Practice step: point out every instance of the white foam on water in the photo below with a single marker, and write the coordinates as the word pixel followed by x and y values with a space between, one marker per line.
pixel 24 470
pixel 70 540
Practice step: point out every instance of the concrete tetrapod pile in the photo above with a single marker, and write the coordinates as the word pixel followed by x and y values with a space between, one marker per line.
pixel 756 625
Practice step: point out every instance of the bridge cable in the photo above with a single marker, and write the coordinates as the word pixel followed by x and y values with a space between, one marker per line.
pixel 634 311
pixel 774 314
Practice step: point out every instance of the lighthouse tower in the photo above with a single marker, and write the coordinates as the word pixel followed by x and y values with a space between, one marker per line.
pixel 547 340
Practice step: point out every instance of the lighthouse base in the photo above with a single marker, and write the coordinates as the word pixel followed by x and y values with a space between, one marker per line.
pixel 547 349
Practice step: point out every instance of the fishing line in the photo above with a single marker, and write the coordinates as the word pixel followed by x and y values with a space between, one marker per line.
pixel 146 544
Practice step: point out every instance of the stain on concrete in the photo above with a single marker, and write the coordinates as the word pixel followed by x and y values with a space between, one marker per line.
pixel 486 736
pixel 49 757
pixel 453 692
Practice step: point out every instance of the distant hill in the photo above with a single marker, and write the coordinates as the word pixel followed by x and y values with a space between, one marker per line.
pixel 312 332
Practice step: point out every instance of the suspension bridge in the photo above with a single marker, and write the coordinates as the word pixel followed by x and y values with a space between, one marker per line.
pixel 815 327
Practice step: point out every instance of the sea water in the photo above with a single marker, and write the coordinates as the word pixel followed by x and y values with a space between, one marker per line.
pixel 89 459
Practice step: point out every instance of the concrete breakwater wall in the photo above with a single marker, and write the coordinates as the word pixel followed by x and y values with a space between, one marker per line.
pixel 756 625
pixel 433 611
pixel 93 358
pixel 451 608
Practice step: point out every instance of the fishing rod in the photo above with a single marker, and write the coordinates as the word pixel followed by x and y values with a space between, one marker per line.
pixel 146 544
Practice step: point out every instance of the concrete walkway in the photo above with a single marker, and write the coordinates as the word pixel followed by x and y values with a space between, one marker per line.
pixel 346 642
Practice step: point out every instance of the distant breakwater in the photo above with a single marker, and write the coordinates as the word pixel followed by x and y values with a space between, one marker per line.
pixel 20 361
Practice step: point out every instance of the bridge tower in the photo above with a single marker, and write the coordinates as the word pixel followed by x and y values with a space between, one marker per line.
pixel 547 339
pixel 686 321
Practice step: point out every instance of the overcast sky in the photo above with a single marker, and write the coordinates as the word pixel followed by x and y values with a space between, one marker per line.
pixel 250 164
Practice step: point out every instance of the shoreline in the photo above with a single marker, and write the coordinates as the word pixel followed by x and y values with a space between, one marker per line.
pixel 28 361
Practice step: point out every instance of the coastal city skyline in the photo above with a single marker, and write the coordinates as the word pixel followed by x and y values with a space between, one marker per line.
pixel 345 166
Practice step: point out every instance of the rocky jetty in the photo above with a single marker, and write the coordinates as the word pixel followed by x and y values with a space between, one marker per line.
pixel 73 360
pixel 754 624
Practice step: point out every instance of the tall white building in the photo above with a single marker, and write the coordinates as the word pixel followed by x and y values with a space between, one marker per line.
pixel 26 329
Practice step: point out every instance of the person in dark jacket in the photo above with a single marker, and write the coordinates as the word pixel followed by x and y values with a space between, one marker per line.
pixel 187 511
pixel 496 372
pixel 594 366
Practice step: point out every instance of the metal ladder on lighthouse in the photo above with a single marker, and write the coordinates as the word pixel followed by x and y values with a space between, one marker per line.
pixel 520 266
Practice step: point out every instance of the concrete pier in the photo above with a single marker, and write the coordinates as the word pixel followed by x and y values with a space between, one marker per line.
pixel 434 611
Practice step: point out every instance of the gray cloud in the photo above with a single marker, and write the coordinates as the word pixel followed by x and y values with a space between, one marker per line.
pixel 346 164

+ + + + +

§ **EXERCISE PROMPT**
From the listing above, extract all records word for word.

§ **ANSWER FOR THE TASK**
Practice step: point out every instance of the white foam on water in the photo below with a single marker, and write the coordinates as the word pixel followed by x and y values with a space between, one marker per line.
pixel 24 470
pixel 70 540
Practice step: point out every instance of the concrete tetrapod pile in the photo above with a single marker, and write the coordinates as the word pixel followed by x and y values with a space between, one marker per line.
pixel 756 625
Practice step: point out every instance of the bridge cable in the photo above with a single marker, and write the coordinates as the word pixel followed by x and y values with a space between, one marker per line.
pixel 634 311
pixel 774 314
Practice step: point out every instance of the lighthouse tower in the photo above with a single marker, and write the coordinates as the word pixel followed by x and y values with a space between, one marker per line.
pixel 547 340
Practice step: point out every instance of the lighthouse base in the photo above with a single marker, and write the coordinates as the word pixel followed by x and y values with a space between, one marker per line.
pixel 547 349
Practice step: point out every instance of the fishing line in the photo above with a single marker, and write the coordinates as the word pixel followed by x and y values with a space between, one marker per line.
pixel 146 544
Practice step: point out every instance of the stain on concrete in the photo above with a single marker, and write the coordinates as the word pixel followed by x and y values with a space between, one marker per line.
pixel 486 736
pixel 49 757
pixel 453 692
Practice step: point out every instance of the distant hill in the photo above with a single marker, and write the coordinates as the word pixel followed by x and y values with a space between, one marker per line.
pixel 312 332
Practice step: point out every instance of the suspension bridge in the photo above with a single marker, and write the coordinates as the word pixel followed by x and y values with a space between, one marker per line.
pixel 815 327
Practice step: point out every instance of the sea water in the photo above with a single marker, and write the coordinates as the word pixel followed by x and y values with a space between, one marker per line.
pixel 89 459
Practice step: point out every instance of the concrete breakwater wall in the photo above with a single marker, and write the coordinates as the word pixel followed by x and y values with a space between, one marker per line.
pixel 756 625
pixel 433 611
pixel 93 358
pixel 451 608
Practice step: point out every instance of the fishing rod in the photo above with a single marker, and write the coordinates as the word pixel followed by x and y values with a space between, one marker per line.
pixel 146 544
Practice step: point out every instance of the concrete walkway in the photo above with a single marker, and write the coordinates as the word pixel followed by x and y values with a space between, one marker per line.
pixel 346 642
Practice step: point out every instance of the distant breakwater in the photo above with a single marker, and write the coordinates as the word pixel followed by x and y values with a space between, one marker per line.
pixel 20 361
Practice step: point out every instance of the bridge tower in the photo above with a single marker, and write the coordinates as the word pixel followed by x and y values with a space between, one marker per line.
pixel 547 339
pixel 686 321
Practice step: point out every instance of the overcast sky in the photo above with a single marker, and write the coordinates as the word pixel followed by x and y values with a space between, one marker per line.
pixel 250 164
Practice step: point out every instance of the shoreline in the photo above with a single marker, and write the coordinates as the word pixel followed by x and y values with a space between, one marker per line.
pixel 28 361
Practice step: point out every instance of the coastal city skyline in the photo above with a single marker, and write the coordinates as the word pixel followed by x and y values with a space between, one marker per line.
pixel 345 166
Practice step: point out every instance of the rocky jetty in the photo above with a single marker, and write the coordinates as the word pixel followed by x and y values with a space between, one marker per line.
pixel 73 360
pixel 754 624
Practice step: point out every instance of the tall white building in the photo above with a single marker, and write the coordinates as the word pixel followed by x and y values with a space between, one marker per line.
pixel 26 329
Practice step: point out every instance of the person in dark jacket in the photo above with a single marker, and write the coordinates as the word pixel followed by x and y values with a space between, one marker per line.
pixel 187 511
pixel 496 372
pixel 594 366
Practice step: point out every instance of the metal ladder on lighthouse in the photo above with a single marker, and write the coordinates as the word pixel followed by x and y values with a space between, one marker per line.
pixel 520 266
Practice step: point out every instance of the concrete pier in the photo above with a single marker, and write the coordinates as the word pixel followed by x and y values with a space between, one marker per line.
pixel 434 611
Practice step: point out every instance of the gray cloud in the photo above with a single marker, and write the coordinates as the word pixel followed by x and y values with a space between, one marker per line.
pixel 346 164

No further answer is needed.